**Problem description**
Select and reproduce each line of the listing below that bears the string "white".

^^^^

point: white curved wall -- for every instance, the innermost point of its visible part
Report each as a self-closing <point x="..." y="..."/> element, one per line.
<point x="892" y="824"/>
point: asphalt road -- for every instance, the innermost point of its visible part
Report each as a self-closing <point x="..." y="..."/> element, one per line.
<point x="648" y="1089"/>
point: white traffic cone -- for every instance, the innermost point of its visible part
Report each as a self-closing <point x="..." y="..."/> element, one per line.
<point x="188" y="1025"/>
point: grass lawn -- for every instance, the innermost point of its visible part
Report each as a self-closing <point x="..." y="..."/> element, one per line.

^^^^

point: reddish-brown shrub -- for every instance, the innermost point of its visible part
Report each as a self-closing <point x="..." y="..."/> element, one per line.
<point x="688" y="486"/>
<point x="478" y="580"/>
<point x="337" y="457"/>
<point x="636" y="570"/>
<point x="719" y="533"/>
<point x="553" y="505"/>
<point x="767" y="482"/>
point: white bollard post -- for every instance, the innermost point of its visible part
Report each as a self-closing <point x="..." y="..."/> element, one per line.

^^^^

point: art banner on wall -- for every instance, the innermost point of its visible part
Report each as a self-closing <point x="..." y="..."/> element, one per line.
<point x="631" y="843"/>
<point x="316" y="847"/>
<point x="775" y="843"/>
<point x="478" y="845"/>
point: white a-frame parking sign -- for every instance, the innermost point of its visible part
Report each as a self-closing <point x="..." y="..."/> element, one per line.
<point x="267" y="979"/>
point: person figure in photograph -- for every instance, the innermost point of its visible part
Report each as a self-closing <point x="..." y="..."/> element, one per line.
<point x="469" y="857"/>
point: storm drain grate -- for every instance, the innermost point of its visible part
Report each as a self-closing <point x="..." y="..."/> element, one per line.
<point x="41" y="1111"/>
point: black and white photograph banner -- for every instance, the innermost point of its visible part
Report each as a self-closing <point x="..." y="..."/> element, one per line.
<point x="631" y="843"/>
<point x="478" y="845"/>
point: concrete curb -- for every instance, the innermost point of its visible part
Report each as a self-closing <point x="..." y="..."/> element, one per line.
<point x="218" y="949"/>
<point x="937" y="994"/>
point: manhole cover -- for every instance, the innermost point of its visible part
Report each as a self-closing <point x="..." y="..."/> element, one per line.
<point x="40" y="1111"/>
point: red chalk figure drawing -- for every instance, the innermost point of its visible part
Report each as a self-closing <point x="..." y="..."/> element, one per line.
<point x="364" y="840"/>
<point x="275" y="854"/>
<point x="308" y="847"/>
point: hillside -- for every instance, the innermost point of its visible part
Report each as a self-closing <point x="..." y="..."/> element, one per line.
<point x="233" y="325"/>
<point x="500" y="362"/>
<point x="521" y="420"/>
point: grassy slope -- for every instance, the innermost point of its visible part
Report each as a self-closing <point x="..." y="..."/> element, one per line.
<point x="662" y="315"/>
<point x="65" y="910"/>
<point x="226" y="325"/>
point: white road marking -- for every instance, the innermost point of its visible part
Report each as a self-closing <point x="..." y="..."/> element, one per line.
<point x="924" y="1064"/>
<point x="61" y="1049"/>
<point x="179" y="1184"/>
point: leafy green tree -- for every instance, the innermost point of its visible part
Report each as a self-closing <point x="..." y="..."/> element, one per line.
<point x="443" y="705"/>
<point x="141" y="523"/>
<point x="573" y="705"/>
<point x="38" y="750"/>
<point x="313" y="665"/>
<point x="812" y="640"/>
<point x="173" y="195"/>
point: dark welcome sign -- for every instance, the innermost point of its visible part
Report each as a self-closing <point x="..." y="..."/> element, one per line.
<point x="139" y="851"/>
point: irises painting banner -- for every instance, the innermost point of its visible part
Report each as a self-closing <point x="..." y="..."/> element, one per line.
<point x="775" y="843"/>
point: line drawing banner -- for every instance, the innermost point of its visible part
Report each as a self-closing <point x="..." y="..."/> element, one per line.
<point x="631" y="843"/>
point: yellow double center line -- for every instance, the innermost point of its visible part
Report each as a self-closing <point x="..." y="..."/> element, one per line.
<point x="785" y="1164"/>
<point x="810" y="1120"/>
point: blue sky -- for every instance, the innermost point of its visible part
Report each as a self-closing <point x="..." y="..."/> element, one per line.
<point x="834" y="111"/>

^^^^

**Reply**
point: white curved wall -- for every instance, the innermost point of its visible part
point: white traffic cone -- for every instance, the innermost point of its visible part
point: white bollard post -- for every instance, the innermost point of its visible part
point: white a-frame parking sign -- for every instance, the innermost point of its visible part
point: black and white photograph banner -- for every instance, the innermost point of its visible part
point: white road marking -- for every instance, the innermost point of its visible part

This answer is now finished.